Problems to work on
- a) Answer these questions from the page on Flink batch processing, one answer per line:
(i) What kind of datasets does the batch processing mode focus on?
(ii) In the stream processing mode, how is data handled between operators?
(iii) Which features of Realtime Compute for Apache Flink does the note list as supporting batch processing?
- b) Translate this sentence from the page on Flink batch processing into Spanish: "For phases that have data dependencies, downstream subtasks can be started only after the upstream subtasks are complete."
- c) Continue the page on Flink batch processing after its last sentence.

Passage shown
__________

Optimize batch processing of Realtime Compute for Apache Flink - Realtime Compute for Apache Flink

This topic describes basic principles and configuration optimization methods for batch processing of Realtime Compute for Apache Flink.

Background information

As a computing framework with unified stream processing and batch processing, Flink can process batch data and streaming data at the same time. The stream processing and batch processing modes of Flink share multiple core execution mechanisms. However, the two modes have key differences in terms of job execution mechanisms, configuration parameters, and performance optimization. This topic describes the execution mechanisms and configuration parameters of batch jobs of Realtime Compute for Apache Flink. You can optimize jobs more efficiently after you understand the key differences between the stream and batch processing modes. This helps troubleshoot issues that you may encounter when you run batch jobs of Realtime Compute for Apache Flink.

Note

Realtime Compute for Apache Flink supports batch processing in features such as draft development, job O&M, workflows, queue management, and data profiling. For more information about how to perform batch processing, see Get started with batch processing of Realtime Compute for Apache Flink.

Differences between batch and streaming jobs

You must understand the differences between the execution mechanisms of batch and streaming jobs before you learn about the configuration parameters and optimization methods of batch jobs.

Execution mode

Streaming job: The stream processing mode focuses on processing continuous and unbounded data streams. This mode is used to achieve low-latency data processing. In this mode, data is instantly passed between operators and processed in pipeline mode. Therefore, the subtasks of all streaming job operators are deployed and run at the same time.

Batch job: The batch processing mode focuses on processing bounded datasets. This mode is used to achieve a high throughput when processing data. In this mode, a job is usually run in multiple phases. For phases that are independent of each other, subtasks can run in parallel to improve resource utilization. For phases that have data dependencies, downstream subtasks can be started only after the upstream subtasks are complete.

__________

Given entries
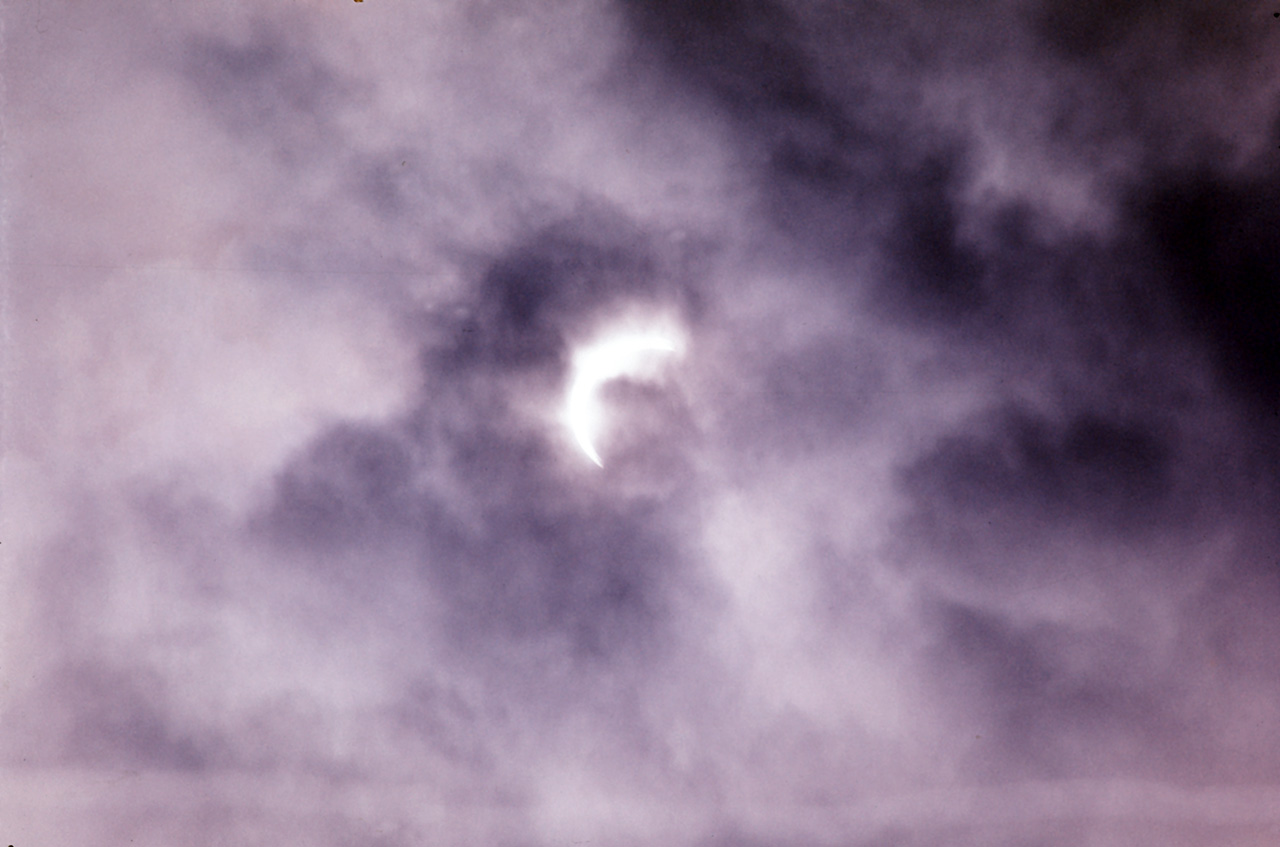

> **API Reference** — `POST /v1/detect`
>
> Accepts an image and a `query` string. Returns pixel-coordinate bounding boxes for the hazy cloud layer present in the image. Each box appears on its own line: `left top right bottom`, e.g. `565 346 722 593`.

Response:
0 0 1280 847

__________

Results of the tasks
- a)
(i) Bounded datasets.
(ii) Data is instantly passed between operators and processed in pipeline mode.
(iii) Draft development, job O&M, workflows, queue management, and data profiling.

- b) En las fases que tienen dependencias de datos, las subtareas descendentes solo pueden iniciarse después de que se hayan completado las subtareas ascendentes.

- c)
Data transmission

Streaming job: To process data with low latency, the intermediate data of a streaming job is temporarily stored in the memory for direct data transmission. The intermediate data is not persisted. If the processing capability of the downstream operators is insufficient, the upstream operators may have backpressure.
Batch job: The intermediate result data of a batch job is written to an external storage system for downstream operators to use. By default, the result files are stored in the local disk of the TaskManagers. If the remote shuffle service is used, the result files are stored in the remote shuffle service.

Resource requirements

Streaming job: All resources must be allocated before a streaming job starts. This ensures that all subtasks of the job can be deployed and run at the same time.
Batch job: The allocation of all resources is not required before a batch job starts. Realtime Compute for Apache Flink can batch schedule subtasks whose input data is prepared. This efficiently utilizes existing resources and ensures smooth execution of batch jobs in the scenario where resources are limited (even in the scenario where only one slot is available).

Restart of a failed subtask

Streaming jobs: A streaming job can be resumed from the last checkpoint or savepoint if a failure occurs. This way, the job can be resumed at the lowest cost. When a job resumes, all subtasks of the job are restarted because the intermediate result data of streaming jobs is not persisted.
Batch jobs: The intermediate result data of a batch job is stored in disks. Therefore, the intermediate result data can be reused when a subtask restarts due to a failure. Only the failed subtask and its downstream subtasks need to be restarted without the need to backtrack all data. This reduces the number of subtasks that need to be restarted after a failure occurs and improves the efficiency of job resuming. The subtasks are restarted from the beginning because batch jobs do not have a checkpoint mechanism.

Key configuration parameters and optimization methods

This section describes the key configurations of batch jobs.

Resource configurations

CPU and memory resources

In the Resources section of the Configuration tab of a job, you can configure CPU and memory resources for a single JobManager and a single TaskManager. Take note of the following configuration suggestions:

JobManager: We recommend that you configure one CPU core and at least 4 GiB of memory for the JobManager of a job. This ensures smooth scheduling and management of the job.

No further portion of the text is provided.